▸ **DIRECTIONS**: Nothing may be dropped or altered: reproduce all the data.

▸ **THE INPUT**:
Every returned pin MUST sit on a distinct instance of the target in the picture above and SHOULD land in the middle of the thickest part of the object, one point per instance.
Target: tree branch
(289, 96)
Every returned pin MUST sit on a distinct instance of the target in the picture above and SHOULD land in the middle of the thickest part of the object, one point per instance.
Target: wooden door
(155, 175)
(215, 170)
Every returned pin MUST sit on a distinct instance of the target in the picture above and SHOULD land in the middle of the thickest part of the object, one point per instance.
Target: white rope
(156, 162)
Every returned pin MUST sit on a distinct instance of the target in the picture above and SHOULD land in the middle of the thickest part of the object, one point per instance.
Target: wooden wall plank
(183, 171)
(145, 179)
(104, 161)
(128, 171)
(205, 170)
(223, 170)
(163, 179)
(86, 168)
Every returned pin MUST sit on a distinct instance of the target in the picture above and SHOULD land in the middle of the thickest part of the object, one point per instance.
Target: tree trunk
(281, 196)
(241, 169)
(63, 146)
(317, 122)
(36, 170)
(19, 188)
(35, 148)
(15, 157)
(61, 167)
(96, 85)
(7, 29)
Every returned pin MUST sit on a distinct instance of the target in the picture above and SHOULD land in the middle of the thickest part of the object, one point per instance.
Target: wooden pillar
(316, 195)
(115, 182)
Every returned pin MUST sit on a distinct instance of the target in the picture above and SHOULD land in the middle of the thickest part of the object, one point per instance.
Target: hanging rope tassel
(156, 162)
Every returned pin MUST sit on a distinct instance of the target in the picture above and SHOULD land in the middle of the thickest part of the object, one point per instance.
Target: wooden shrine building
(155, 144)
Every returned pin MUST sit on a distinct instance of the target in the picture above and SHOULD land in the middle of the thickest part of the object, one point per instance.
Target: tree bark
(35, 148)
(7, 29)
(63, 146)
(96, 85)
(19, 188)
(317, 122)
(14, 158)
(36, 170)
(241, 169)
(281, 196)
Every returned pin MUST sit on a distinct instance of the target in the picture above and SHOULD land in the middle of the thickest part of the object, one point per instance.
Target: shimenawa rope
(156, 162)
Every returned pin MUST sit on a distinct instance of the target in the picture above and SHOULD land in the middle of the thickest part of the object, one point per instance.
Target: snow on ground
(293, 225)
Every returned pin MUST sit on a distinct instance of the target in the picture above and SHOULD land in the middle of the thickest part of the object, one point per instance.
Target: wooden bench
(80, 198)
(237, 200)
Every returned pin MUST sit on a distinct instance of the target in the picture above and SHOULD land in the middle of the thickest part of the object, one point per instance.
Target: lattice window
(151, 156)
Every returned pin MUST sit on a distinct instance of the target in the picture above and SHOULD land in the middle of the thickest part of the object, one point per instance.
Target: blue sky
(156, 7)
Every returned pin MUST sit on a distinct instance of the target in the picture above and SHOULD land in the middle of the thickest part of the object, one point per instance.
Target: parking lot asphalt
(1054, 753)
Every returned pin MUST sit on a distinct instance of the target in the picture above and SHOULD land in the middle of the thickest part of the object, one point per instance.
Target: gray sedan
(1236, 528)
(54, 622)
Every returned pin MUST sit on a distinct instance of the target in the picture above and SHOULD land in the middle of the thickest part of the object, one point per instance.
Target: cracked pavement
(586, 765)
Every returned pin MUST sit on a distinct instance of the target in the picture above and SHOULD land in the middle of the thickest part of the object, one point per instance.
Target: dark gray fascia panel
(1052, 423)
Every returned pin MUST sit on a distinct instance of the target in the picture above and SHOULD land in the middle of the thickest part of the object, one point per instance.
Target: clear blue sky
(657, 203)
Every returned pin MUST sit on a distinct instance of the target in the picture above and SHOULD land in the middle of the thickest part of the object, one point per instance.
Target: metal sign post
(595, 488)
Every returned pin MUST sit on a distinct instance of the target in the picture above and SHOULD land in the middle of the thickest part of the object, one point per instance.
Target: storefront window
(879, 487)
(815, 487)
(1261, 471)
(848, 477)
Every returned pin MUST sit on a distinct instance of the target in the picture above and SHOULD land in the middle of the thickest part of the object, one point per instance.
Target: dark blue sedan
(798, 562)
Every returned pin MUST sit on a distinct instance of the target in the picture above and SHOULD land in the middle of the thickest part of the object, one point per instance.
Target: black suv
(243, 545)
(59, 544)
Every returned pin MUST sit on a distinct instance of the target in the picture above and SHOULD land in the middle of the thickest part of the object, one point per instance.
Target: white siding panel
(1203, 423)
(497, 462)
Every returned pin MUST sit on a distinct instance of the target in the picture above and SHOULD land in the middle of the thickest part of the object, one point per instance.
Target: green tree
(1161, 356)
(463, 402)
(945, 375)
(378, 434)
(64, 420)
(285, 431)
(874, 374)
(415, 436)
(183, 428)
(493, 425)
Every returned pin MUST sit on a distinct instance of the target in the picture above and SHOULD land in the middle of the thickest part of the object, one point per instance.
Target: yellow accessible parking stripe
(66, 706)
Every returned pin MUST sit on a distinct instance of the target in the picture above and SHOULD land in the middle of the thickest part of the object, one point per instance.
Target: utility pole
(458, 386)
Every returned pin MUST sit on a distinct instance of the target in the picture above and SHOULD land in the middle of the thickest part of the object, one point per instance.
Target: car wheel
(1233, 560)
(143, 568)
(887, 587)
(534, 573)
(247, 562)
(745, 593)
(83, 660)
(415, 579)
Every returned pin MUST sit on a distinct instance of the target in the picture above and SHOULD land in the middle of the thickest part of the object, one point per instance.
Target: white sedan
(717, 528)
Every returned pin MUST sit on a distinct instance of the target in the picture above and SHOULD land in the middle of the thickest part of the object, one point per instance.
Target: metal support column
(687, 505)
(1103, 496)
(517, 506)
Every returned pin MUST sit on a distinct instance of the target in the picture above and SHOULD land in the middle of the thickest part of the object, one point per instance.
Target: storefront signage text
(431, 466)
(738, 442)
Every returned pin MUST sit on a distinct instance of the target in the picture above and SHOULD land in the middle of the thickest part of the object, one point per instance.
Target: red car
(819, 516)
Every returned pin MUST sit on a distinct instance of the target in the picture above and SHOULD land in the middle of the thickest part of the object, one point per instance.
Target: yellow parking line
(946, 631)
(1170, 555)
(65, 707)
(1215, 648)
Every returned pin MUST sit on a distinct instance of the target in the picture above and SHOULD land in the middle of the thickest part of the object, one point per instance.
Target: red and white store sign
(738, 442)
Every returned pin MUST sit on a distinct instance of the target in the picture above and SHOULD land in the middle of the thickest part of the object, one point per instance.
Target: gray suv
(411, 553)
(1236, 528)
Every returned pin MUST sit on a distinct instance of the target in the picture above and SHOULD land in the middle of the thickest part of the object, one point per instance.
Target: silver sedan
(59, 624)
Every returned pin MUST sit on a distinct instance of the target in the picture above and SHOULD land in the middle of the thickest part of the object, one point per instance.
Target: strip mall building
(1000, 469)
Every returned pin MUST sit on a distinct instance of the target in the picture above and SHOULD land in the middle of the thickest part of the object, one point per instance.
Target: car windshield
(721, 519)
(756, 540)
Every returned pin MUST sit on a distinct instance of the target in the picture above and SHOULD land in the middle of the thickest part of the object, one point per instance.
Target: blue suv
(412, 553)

▸ **FULL RESPONSE**:
Every returned pin MUST sit on a distinct instance of the target in the picture above and SHOULD land in the middle of the thickest part of the object, one point per instance.
Target: tree branch
(289, 96)
Every returned pin MUST sit on a distinct instance of the target in the picture above and SHOULD land in the middle of the thickest part of the object, one point per instance.
Target: wooden door
(155, 175)
(215, 170)
Every returned pin MUST sit on a distinct instance of the target in the picture above and SHOULD land in the middle of the thickest part of the object, one point per instance.
Target: white rope
(156, 162)
Every returned pin MUST sit on a distinct instance of the target in the picture above and SHOULD land in the middle of the thickest part of the object, one point per instance.
Target: wooden wall plank
(183, 171)
(145, 179)
(104, 161)
(128, 171)
(205, 170)
(223, 170)
(163, 179)
(86, 168)
Every returned pin MUST sit on a distinct instance of the target in the picture above and SHOULD land in the middle of the thickest part of the object, one point per instance.
Target: tree trunk
(281, 196)
(241, 169)
(63, 146)
(317, 122)
(36, 170)
(19, 188)
(35, 148)
(15, 157)
(61, 167)
(96, 85)
(7, 29)
Every returned pin MUST sit on a distinct instance of the target in the picture above and SHOULD land in the middle of the thickest part of the object, one point per instance.
Target: wooden pillar
(316, 195)
(115, 182)
Every returned pin MUST sit on a distinct instance of the target in the picture above and SHOULD land in the middle of the thickest part of the object, one point per instance.
Target: hanging rope tassel
(156, 162)
Every returned pin MUST sit on a distinct instance of the target in the picture above and SHOULD land in the middle of the thickest part of the object, one point per instance.
Target: wooden shrine building
(155, 144)
Every returned pin MUST sit on a distinct instance of the target in the picture above and SHOULD land in the middle of the thickest part of the object, one point per instance.
Target: tree bark
(35, 148)
(7, 29)
(63, 146)
(96, 85)
(19, 188)
(317, 122)
(14, 158)
(36, 170)
(241, 169)
(281, 196)
Every returned pin MUST sit on a distinct instance of the target in the picture above and SHOULD land in the middle of the thickest part of the object, one point per instance.
Target: shimenawa rope
(156, 162)
Every returned pin MUST sit on a distinct instance of the target in the picture above and SHOULD land in the middle of the thickest part of the object, one point per instance.
Target: snow on ground
(293, 225)
Every returned pin MUST sit on a distinct instance of the target in the picture above and SHOULD land in the middle of the thickest part of the object, one point per instance.
Target: wooden bench
(80, 198)
(237, 200)
Every returned pin MUST sit on a distinct instance of the target in the picture above and SHOULD land in the middle of the thickest part of the object, one point per instance.
Target: lattice window
(151, 156)
Every returned pin MUST sit on a distinct instance of the target in the picture above and SHOULD land in the middle of the thickest part of the object, one point per instance.
Target: blue sky
(156, 7)
Every returned pin MUST sit on a distinct instance of the target in the picture above and SHOULD land in the middle of the thickest part of the object, one point per instance.
Target: parking lot asphalt
(1054, 753)
Every returned pin MUST sit on a distinct instance of the target in the picture above and SHOULD land in the middle of the thickest part of the object, one point per instance.
Target: gray sedan
(1236, 528)
(54, 622)
Every returned pin MUST sit on a distinct instance of the target in the picture above and SHOULD land in the middle of the thickest part of the object, one point per instance.
Target: cracked pavement
(586, 765)
Every returned pin MUST sit on a distinct instance of the target in the picture above and SHOULD land in the middle of the thickest part of the object, one point per instance.
Target: dark gray fascia panel
(1052, 423)
Every returned pin MUST sit on a distinct instance of the target in the picture above and SHOULD land in the middle of the thickest part of the object, one point per instance.
Target: clear blue sky
(657, 203)
Every returned pin MUST sit on a distinct instance of the target in the picture above and SHOULD land in the middle of the thickest part of the object, one point per instance.
Target: metal sign post
(595, 488)
Every returned pin MUST sit on a distinct instance of the target in the picture above and SHOULD land in the middle of the thickest part of the object, one point per instance.
Target: storefront window
(879, 487)
(815, 487)
(1261, 471)
(848, 477)
Every returned pin MUST sit on a distinct instance of the target in the picture above and SHOULD land in the middle of the thickest part of the object, one point per instance.
Target: dark blue sedan
(798, 562)
Every returned pin MUST sit on a distinct instance of the target in the picture above and SHOULD land in the middle of the thickest part of the object, one point per instance.
Target: black suv
(243, 545)
(59, 544)
Every returned pin MUST sit on a distinct instance of the target in the picture above and SHOULD land in the middle of the thickest part of the object, one point per instance.
Target: white siding panel
(1203, 423)
(497, 462)
Every returned pin MUST sit on a distinct instance of the target in the picture above and SHOULD land in the middle of the thickest part of the object, one point per instance.
Target: green tree
(1161, 356)
(463, 402)
(945, 375)
(378, 434)
(64, 420)
(285, 431)
(874, 374)
(415, 436)
(183, 428)
(493, 425)
Every returned pin MUST sit on a distinct instance of the target in the picture above and SHOULD land in the middle of the thickest part of the object, one point per instance.
Target: yellow accessible parking stripe
(66, 706)
Every returned pin MUST sit on a distinct instance of the target in the picture above and SHOULD land in the middle of the thickest part of the object, one point per instance.
Target: utility pole
(458, 386)
Every returned pin MUST sit on a distinct instance of the target in the picture above and SHOULD land in the middle of the thickest part of the object, one point per instance.
Target: car wheel
(1233, 560)
(143, 568)
(887, 587)
(534, 573)
(247, 562)
(745, 593)
(83, 660)
(415, 579)
Every returned pin MUST sit on a distinct instance of the target in the picture above and SHOULD land in the middle of the thickest part of the object, one point per instance.
Target: white sedan
(717, 528)
Every returned pin MUST sit on a distinct instance of the target in the picture above and SHOULD land in the middle of the thickest part of the object, one point per instance.
Target: metal support column
(687, 505)
(1103, 496)
(517, 506)
Every returned pin MUST sit on a distinct instance of the target in the picture above and SHOULD land in the middle of the thickest part of the object, one point per instance.
Target: storefront signage text
(431, 466)
(738, 442)
Every returned pin MUST sit on a distinct instance of the target in the picture above and SHOULD land in the middle of the thickest part of the object, one point per instance.
Target: red car
(819, 516)
Every returned pin MUST sit on a distinct instance of the target in the picture above and SHOULD land in the middle of the thickest part of the object, one point per instance.
Target: yellow parking line
(946, 631)
(1170, 555)
(65, 707)
(1215, 648)
Every returned pin MUST sit on a distinct instance of the target in the picture above and SHOULD land in the middle of the thickest part of the object, one point per instance.
Target: red and white store sign
(738, 442)
Every returned pin MUST sit on a distinct instance of the target in the picture above and SHOULD land in the middle of the thickest part of the object, one point per instance.
Target: gray suv
(411, 553)
(1236, 528)
Every returned pin MUST sit on a distinct instance of the target in the picture above and SHOULD land in the middle of the thickest part of the object, one point per instance.
Target: silver sedan
(59, 624)
Every returned pin MUST sit on a distinct instance of the target in the picture above and SHOULD land in the middle of the thickest part of the object, one point per instance.
Target: strip mall building
(1000, 469)
Every returned pin MUST sit on a distinct instance of the target in the picture above and SHOULD land in the middle of the thickest part of the object, one point per instance.
Target: car windshield
(721, 519)
(756, 540)
Every returned pin MUST sit on a distinct instance of the target in the picture above and SHOULD land in the middle of the thickest part of the object, one point per instance.
Target: blue suv
(412, 553)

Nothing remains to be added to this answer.